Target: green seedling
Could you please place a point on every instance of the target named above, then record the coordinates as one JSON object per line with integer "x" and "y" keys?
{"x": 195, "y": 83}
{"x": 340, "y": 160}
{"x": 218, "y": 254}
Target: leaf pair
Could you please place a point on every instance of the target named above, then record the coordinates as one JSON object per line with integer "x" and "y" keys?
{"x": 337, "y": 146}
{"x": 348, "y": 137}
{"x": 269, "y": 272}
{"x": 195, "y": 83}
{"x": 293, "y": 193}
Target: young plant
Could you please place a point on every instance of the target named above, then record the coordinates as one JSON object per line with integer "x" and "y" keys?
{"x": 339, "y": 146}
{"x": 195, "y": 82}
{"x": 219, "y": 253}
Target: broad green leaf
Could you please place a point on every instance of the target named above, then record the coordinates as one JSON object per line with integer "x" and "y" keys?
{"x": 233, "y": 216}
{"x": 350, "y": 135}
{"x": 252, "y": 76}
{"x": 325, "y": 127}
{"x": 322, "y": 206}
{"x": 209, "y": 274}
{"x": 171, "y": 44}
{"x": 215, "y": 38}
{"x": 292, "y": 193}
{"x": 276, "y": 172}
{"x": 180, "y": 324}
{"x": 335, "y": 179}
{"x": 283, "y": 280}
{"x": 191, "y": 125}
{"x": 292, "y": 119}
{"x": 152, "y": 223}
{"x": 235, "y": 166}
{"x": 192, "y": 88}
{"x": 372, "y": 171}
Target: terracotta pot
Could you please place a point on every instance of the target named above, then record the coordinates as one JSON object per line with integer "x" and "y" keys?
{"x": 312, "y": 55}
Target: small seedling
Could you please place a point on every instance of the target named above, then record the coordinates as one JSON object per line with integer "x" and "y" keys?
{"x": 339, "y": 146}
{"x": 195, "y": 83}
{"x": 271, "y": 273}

- Short exercise -
Rewrite all the records above, putting "occurrence" wherever "instance" appears and leaving everything else the same.

- Output -
Target: green seedling
Could you please place a point on every occurrence of the target named above, then record the coordinates as one JSON object per line with integer "x" and "y" keys?
{"x": 195, "y": 83}
{"x": 340, "y": 160}
{"x": 218, "y": 254}
Target: leaf pair
Could you please place a point on every occurrence of the target named above, then record the coordinates as one JSON object per line with integer "x" and "y" keys?
{"x": 337, "y": 146}
{"x": 348, "y": 137}
{"x": 269, "y": 272}
{"x": 195, "y": 83}
{"x": 293, "y": 193}
Target: young plant
Could you please place a point on every occurrence of the target named above, then record the coordinates as one JSON object per line with integer "x" and "y" keys?
{"x": 339, "y": 146}
{"x": 195, "y": 82}
{"x": 219, "y": 253}
Target: broad green leaf
Could you please place a point on every occurrence of the target named above, then record the coordinates as one JSON object per line with integer "x" and "y" keys?
{"x": 233, "y": 216}
{"x": 350, "y": 135}
{"x": 252, "y": 76}
{"x": 325, "y": 127}
{"x": 322, "y": 206}
{"x": 209, "y": 274}
{"x": 171, "y": 44}
{"x": 215, "y": 38}
{"x": 292, "y": 193}
{"x": 276, "y": 172}
{"x": 180, "y": 324}
{"x": 335, "y": 179}
{"x": 283, "y": 280}
{"x": 191, "y": 125}
{"x": 292, "y": 119}
{"x": 152, "y": 223}
{"x": 235, "y": 166}
{"x": 192, "y": 88}
{"x": 372, "y": 171}
Target: terracotta pot
Could you please place a point on every occurrence of the target named above, then record the coordinates as one JSON object per line with integer "x" and "y" keys?
{"x": 312, "y": 55}
Target: small seedling
Could you please place a point on every occurrence of the target named above, then record the coordinates as one JSON object per line with integer "x" and "y" keys?
{"x": 339, "y": 146}
{"x": 195, "y": 83}
{"x": 271, "y": 273}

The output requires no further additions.